[Task brief]: Look below for the line with "Drop a pin on the white column, one", and from there restate every line word for word until the entries end.

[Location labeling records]

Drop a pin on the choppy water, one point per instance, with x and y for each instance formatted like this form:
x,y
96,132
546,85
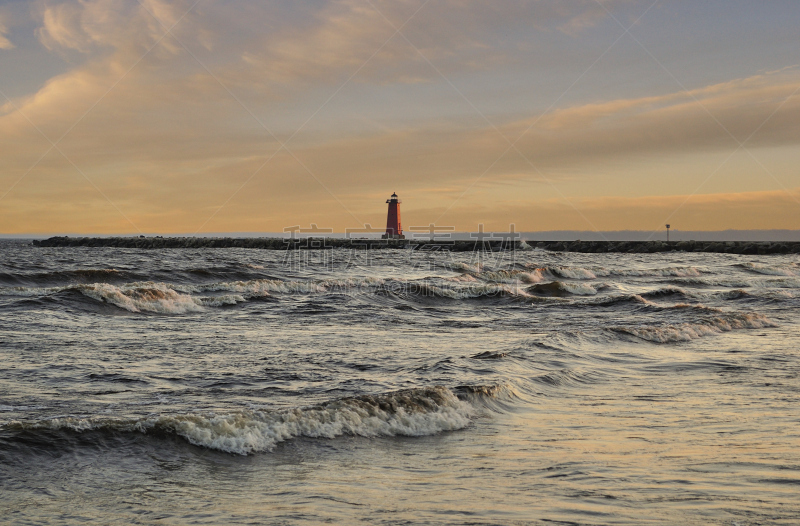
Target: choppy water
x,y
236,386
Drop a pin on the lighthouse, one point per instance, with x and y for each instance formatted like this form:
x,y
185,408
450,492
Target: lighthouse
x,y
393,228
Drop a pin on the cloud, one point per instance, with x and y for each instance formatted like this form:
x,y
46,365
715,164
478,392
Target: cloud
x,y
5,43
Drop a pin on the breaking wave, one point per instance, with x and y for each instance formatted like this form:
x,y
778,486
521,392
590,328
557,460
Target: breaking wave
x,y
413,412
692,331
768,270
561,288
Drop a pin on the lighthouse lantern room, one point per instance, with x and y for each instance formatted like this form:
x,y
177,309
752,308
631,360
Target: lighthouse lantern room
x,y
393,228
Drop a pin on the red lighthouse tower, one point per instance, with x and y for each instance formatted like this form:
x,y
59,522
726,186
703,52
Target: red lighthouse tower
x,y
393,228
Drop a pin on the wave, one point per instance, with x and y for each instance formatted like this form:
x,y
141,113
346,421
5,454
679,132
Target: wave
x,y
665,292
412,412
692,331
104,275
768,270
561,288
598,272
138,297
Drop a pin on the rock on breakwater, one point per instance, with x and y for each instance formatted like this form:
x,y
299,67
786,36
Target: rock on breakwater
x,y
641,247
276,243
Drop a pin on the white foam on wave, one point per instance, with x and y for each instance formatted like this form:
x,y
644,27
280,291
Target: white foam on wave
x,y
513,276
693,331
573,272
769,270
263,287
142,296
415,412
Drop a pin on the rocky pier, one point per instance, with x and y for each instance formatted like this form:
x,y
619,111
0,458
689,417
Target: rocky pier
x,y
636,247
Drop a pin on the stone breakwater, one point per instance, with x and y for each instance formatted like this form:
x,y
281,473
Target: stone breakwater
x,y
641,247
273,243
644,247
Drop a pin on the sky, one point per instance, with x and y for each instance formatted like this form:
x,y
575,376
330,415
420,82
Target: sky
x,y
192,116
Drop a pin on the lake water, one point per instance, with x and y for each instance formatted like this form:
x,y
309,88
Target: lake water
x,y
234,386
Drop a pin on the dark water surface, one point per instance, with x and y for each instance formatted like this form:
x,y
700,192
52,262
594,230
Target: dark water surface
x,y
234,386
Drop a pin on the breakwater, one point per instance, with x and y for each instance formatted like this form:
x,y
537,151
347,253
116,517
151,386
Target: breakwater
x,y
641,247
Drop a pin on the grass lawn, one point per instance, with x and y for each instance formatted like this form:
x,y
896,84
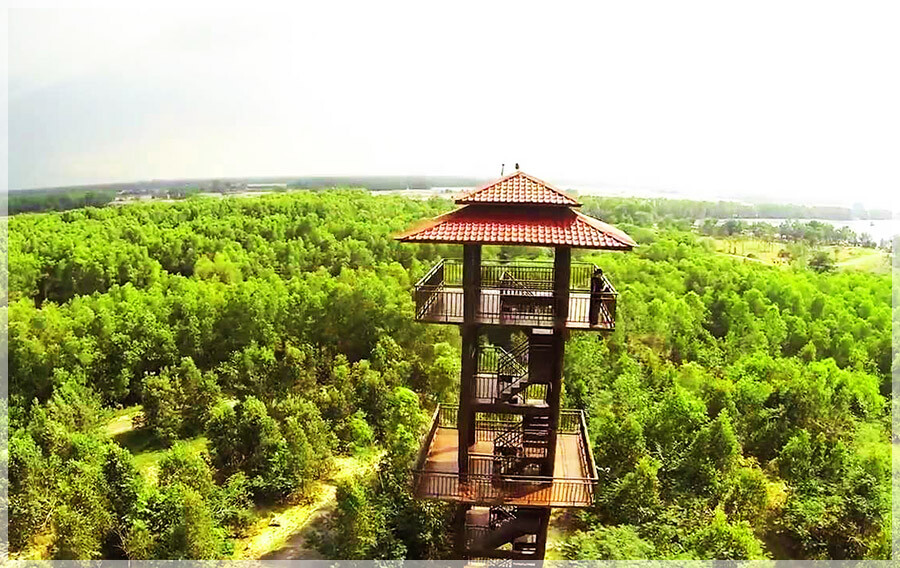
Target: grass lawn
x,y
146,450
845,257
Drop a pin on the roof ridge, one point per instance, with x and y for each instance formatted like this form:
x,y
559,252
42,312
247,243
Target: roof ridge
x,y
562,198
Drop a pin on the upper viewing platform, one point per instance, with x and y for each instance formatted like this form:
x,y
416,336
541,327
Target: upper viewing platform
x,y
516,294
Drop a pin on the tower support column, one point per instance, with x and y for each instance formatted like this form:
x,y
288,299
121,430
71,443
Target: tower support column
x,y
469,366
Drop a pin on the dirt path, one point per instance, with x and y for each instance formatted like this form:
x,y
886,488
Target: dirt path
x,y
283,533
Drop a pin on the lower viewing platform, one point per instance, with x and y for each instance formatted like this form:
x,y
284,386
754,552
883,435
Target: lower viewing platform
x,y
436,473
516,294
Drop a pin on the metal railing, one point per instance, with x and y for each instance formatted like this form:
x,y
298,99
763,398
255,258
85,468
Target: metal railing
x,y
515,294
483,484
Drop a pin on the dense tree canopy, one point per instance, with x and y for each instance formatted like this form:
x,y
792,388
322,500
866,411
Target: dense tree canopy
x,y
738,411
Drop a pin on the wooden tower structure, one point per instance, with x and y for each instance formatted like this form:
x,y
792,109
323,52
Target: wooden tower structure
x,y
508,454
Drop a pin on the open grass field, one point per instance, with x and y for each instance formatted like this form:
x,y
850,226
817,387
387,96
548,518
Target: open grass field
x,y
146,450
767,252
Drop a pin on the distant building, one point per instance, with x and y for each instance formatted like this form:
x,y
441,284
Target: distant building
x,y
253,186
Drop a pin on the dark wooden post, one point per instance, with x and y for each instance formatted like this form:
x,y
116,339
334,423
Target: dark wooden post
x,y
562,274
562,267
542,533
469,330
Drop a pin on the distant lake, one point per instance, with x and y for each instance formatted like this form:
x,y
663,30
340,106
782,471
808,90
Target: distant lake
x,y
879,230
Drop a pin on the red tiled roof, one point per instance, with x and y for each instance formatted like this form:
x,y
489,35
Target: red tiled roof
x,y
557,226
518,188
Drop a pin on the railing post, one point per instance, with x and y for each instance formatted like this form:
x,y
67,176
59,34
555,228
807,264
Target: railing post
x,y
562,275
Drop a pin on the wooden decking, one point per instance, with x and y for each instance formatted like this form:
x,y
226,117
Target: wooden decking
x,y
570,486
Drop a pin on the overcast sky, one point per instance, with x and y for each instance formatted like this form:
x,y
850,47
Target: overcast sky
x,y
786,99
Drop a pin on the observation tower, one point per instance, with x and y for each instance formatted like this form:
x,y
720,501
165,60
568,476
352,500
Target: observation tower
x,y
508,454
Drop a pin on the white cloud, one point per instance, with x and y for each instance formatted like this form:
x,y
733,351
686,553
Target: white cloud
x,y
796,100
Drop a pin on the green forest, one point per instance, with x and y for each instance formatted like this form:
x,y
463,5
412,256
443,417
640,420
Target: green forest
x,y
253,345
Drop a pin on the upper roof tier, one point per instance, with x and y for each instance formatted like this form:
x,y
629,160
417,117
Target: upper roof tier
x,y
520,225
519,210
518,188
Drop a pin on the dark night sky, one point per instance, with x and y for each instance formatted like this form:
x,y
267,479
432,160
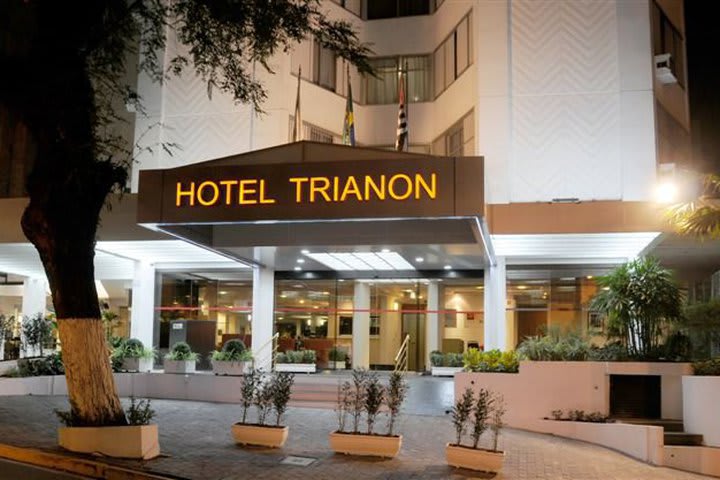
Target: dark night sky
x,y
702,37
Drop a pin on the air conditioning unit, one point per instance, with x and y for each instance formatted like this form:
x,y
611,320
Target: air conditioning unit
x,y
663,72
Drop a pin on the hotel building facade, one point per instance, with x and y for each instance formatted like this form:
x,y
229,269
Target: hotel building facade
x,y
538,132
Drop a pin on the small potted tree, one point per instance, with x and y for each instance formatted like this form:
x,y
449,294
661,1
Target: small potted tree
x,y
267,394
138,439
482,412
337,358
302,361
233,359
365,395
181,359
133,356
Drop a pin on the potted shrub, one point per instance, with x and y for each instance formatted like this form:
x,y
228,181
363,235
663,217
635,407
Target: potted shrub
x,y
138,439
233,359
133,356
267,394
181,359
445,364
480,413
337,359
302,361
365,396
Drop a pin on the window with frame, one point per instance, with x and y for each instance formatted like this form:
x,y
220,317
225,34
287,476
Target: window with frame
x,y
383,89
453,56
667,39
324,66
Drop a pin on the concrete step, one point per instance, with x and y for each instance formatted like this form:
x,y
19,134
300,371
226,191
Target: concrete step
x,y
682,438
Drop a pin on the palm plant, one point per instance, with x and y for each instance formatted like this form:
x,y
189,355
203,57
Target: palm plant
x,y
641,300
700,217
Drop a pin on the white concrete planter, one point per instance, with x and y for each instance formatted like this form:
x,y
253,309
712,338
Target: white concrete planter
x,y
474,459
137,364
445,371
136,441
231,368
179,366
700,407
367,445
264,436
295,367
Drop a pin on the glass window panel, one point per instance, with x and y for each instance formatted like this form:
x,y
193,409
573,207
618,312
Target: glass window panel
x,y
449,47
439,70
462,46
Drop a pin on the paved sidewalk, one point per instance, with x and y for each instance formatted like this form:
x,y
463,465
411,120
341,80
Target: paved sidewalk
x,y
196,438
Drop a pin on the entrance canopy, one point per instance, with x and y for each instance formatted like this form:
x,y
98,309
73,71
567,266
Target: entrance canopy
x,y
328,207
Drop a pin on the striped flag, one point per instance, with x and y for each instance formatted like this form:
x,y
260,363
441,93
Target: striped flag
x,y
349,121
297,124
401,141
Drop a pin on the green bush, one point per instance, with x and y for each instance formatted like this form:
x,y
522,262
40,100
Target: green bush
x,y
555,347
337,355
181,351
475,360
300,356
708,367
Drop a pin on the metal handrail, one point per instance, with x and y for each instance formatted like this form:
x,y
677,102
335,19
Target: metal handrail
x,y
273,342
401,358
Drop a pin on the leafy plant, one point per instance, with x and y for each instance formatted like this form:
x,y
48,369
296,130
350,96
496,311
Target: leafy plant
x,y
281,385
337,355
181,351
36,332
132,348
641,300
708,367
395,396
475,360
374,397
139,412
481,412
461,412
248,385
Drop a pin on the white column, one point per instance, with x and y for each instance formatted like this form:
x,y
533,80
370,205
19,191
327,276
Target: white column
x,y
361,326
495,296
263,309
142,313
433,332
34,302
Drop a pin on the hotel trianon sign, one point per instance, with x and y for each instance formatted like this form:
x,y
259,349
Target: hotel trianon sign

[The result]:
Drop a pin on the white column, one point per instance, with x and y for each instance formatted like this form:
x,y
533,80
370,205
19,191
327,276
Target: white column
x,y
361,326
495,296
263,309
142,313
433,332
34,302
Drop a pin on the hotel trianon sign, one point per instance, with x and y for each instance formatted like this form:
x,y
259,349
Target: hotel trianon sign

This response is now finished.